> [LISTED RECORDS]
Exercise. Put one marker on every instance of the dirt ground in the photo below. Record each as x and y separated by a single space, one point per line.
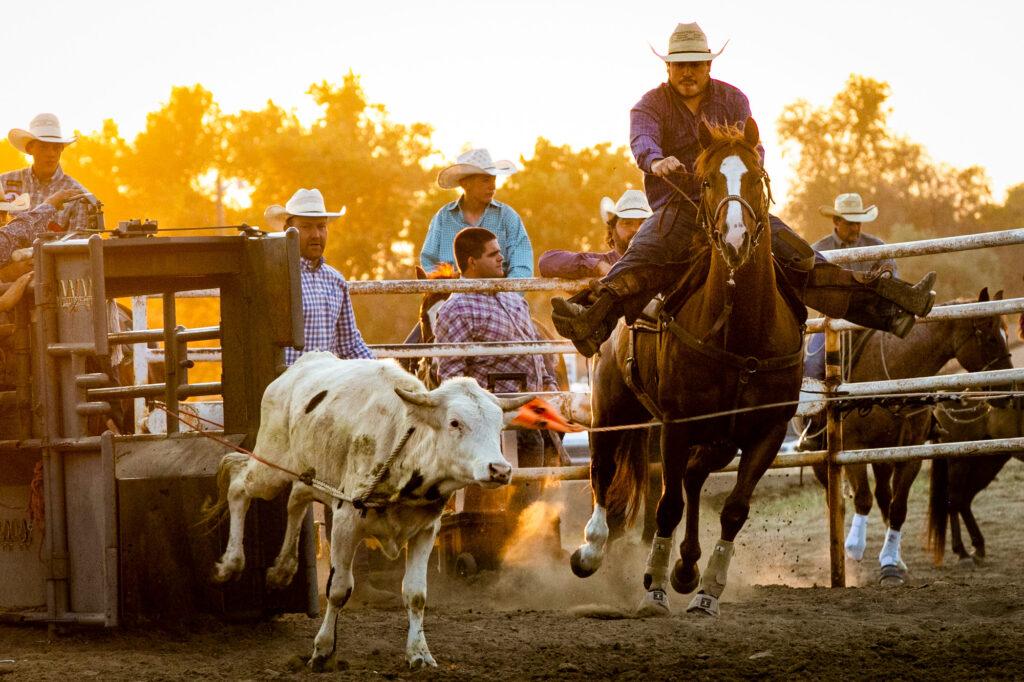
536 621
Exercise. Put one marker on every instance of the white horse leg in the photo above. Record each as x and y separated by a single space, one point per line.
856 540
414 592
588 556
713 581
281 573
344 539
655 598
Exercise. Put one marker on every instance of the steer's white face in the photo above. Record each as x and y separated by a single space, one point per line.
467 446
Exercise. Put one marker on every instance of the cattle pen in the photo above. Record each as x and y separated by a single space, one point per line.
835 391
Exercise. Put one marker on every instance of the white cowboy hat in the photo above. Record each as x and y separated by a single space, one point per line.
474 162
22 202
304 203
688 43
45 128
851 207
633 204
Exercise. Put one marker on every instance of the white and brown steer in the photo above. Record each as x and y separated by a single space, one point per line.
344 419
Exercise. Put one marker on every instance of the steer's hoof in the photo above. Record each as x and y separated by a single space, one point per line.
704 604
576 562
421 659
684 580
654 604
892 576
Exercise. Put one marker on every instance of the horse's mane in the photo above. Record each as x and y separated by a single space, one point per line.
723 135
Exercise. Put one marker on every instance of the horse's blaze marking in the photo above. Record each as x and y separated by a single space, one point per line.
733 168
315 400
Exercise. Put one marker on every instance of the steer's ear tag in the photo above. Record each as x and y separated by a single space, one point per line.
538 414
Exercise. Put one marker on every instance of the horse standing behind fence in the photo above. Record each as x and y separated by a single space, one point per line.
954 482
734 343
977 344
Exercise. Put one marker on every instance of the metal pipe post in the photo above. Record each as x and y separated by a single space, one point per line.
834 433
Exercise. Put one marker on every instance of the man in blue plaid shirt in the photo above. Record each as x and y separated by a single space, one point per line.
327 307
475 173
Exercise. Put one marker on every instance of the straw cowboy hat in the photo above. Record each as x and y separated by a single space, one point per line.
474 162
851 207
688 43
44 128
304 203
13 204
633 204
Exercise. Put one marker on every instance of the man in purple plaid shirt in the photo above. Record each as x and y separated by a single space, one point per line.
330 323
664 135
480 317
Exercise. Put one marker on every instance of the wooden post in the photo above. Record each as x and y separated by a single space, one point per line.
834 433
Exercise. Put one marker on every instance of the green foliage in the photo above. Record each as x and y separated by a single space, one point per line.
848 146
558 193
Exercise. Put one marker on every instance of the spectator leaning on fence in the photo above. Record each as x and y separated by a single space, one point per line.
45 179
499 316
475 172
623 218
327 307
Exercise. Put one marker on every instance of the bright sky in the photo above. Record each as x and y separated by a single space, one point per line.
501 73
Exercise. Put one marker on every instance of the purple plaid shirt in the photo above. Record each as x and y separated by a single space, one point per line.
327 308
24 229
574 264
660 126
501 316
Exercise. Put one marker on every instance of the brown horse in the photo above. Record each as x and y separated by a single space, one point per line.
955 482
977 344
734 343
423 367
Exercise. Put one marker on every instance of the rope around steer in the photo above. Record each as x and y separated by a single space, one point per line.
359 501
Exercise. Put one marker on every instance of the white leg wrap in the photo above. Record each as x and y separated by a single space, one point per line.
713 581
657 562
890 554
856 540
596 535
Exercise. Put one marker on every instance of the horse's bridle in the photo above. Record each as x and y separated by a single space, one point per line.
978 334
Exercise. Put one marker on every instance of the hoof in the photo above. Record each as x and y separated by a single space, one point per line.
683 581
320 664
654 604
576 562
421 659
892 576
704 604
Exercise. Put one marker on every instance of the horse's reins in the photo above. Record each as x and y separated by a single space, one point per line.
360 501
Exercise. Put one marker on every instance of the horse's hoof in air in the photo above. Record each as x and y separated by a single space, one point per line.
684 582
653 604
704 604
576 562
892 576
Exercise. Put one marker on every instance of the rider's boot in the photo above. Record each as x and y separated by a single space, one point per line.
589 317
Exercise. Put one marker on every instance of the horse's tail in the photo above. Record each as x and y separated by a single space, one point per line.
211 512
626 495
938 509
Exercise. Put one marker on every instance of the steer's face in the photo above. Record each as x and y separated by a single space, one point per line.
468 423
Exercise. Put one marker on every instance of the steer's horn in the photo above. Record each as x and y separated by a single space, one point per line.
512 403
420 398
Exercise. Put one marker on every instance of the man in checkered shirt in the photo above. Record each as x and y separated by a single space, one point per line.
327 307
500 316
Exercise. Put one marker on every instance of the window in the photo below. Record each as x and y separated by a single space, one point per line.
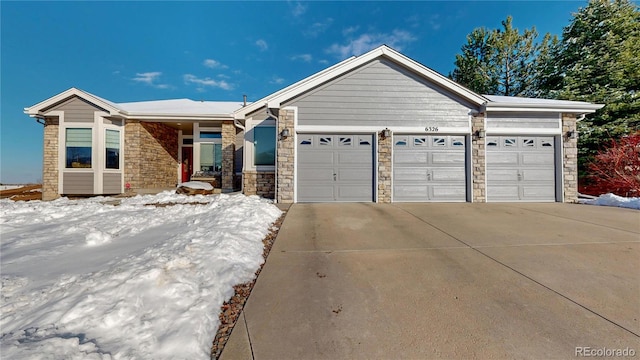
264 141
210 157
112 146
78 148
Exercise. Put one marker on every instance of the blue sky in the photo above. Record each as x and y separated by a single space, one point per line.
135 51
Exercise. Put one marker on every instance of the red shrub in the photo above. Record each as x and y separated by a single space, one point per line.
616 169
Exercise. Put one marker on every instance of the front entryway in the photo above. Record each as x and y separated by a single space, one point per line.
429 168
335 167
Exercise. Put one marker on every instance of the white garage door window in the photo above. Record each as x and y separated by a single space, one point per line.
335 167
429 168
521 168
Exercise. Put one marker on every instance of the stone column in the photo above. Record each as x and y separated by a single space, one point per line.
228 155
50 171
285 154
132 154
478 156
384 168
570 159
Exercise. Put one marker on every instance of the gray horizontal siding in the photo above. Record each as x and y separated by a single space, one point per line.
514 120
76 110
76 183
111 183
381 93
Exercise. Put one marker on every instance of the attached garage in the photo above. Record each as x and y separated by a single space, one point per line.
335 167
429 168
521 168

> [PROBLEM STATEMENT] Give the listing again word for word. Skip every image.

> [ANSWER BOX]
Exercise. Put one marker on every instance of the dirt ground in the photo below. Record each as x and y separated by a single space, one point per line.
536 621
Exercise. Put one marker on every instance of the white horse leg in the photo above. Record each as x and y separated by a single space, one point per line.
856 540
414 592
588 556
713 581
281 573
344 539
655 598
Exercise. Put one marker on every instance of the steer's white face in the photo above. Record each as x and y separated by a single space, one point per line.
467 446
Exercise. Put one marker on every instance of the cattle pen in the photo above. Record each as x and y separated by a single space, one point per line.
835 391
Exercise. Put one marker on every instance of the white cowboy hat in the photo above. Record each as x and y separated by a single space, one point per line.
474 162
22 202
304 203
688 43
45 128
851 207
633 204
Exercise. Put one marker on every instance of the white and brown steer in the photo above. Record each as x and y separated by a single space, one point per line.
344 419
Exercise. Put one marker on every instance of the steer's hoof in the photo above. Record each as x and y separated by a single space, one point per line.
704 604
576 562
421 659
684 580
654 604
892 576
Exercise. Put one marker on every instance of the horse's mane in the photo above. Record each as x and y separated by a single space, one point per line.
723 135
Exercise. Put one marker on every instance of the horse's blaze marking in the photo above. Record each as x and y separated by a single space, one point per line.
733 168
315 400
Exercise. Put one marker on every instance of the steer's ear tag in the photo above. Record each as x and y separated by a single space, one point per line.
538 414
Exercise. Put one marker on every instance of the horse standing behind fence in the photo above. Record each as x and y separated by a single space, one point per line.
954 482
734 343
977 344
Exercise. Put one marker on every instance of the metal pipe post in the photo above. Record each as x and y separated by a single space, one point per line.
834 433
Exercise. Put one marker on every instance of the man in blue plaid shirt in the photo above. Record each as x and y separated by a single space, one point per line.
327 307
475 173
Exercise. Put one marker on every instance of the straw cowboy hat in the photo above. Record each as x and y separated by a single space, one point per line.
474 162
851 207
688 43
44 128
304 203
13 204
633 204
Exercise. Put one marker on every instance of the man in purple plaid shirt in the photo above. Record each as x and y separated by a single space, one point per line.
330 323
664 135
480 317
Exercise. Put one marker on every instance of the wooden post in the photo above. Record each as x and y separated by a single space, one point per line.
834 433
Exercise. Put one marker on every instance of the green foliage in the photo above. Record each as x and y separated by a single space, one point per line.
848 146
558 193
Exercise. Put one marker on every instance of the spectator leaning on fence in the photo above. Record each as x and y separated by a single space, one point per line.
45 179
499 316
475 172
623 218
327 307
Exercise. Put one marker on every instance of the bright sky in the photo above. Record each as x and y separated by a single space, one point per line.
501 73
Exercise. Put one marker on every instance of the purple plaid shirt in the photo above. Record each as x and y separated by a single space, one point per line.
327 308
24 229
574 264
660 126
501 316
Exercise. Put one marker on every instance of the brown horse in the photo above. Record each as x and y separated by a single space, one point per line.
955 482
977 344
734 343
423 367
Exercise. Put one marker on every instance of the rope around steer in the photo above. Record each as x and y separated by a single space, one point per line.
359 501
Exercise. Put one marker on every instance of the white leg wrap in the photo above. Record each as x and y separated by a single space, one point per line.
713 581
657 562
890 554
856 540
596 535
Exercise. Put one marker on every instance of the horse's bridle in the photo above. Record each as x and y separated by a single space, one point per line.
978 334
Exercise. Put one marker on every instance of the hoof in the photo above. Record each as x and y separated by a single space, one point per line.
683 581
320 664
654 604
576 562
421 659
892 576
704 604
Exercise. Put one marker on every instance of the horse's reins in the photo above. Record each as x and y separated by a single space, one point per line.
360 501
Exercise. Put one marker on every instance of the horse's hoof in air in the photo above. Record each as x and y separated by a single space, one point per line.
684 582
653 604
704 604
576 562
892 576
Exercise. Put one marker on every instance of the rider's boot in the photo above. Record each as x and y separated by a single space, one point per line.
589 317
Exercise. Put one marker on every instance of the horse's tail in the photo above. Record each as x and y separated by a single space, one point per line.
211 512
626 495
938 509
Exercise. Put one marker on every instance of the steer's face in the photo above. Record each as x and y separated by a single space, one point per line.
468 423
Exercise. Put one marker on every instance of the steer's horn in the photo above. Record each as x and y separated by a single space, one point per line.
512 403
420 398
Exercise. Put one marker on every instance of the man in checkered shirt in the photo above. Record each as x and y separated by a single space, one point per line.
327 307
500 316
Exercise. Put one marker on every instance of the window in the photo below. Record each as x and y separated by a single space, one point per line.
264 141
210 157
112 146
78 148
Exercise. Put one marker on every instance of the blue sky in the photo above. Record each as x and y separated by a single space, one point per line.
135 51
Exercise. Put one marker on every instance of the red shrub in the photo above. Record each as x and y separated by a single space, one point per line.
616 169
Exercise. Put one marker on every instance of the front entryway in the photo above. Record each as x and y separated by a single space, one point per line.
429 168
335 167
Exercise. Put one marker on every instance of the white garage door window in the photo above. Record each as x and y separated by a single space, one point per line.
335 167
429 168
521 168
Exercise. Put one marker on every instance of the stone column in the photo above. Record each as x and y separated by a single space, one point per line.
228 155
50 171
285 154
132 154
478 156
384 168
570 159
Exercise. Put one marker on every instance of the gray horizontal siding in the photo above. Record each as x and y separated by a single space, one point per line.
514 120
76 110
76 183
111 183
381 93
Exercise. Put one marker on every instance of the attached garage in the photo above. Record each as x and y separated by a single space, one point per line.
335 167
429 168
521 168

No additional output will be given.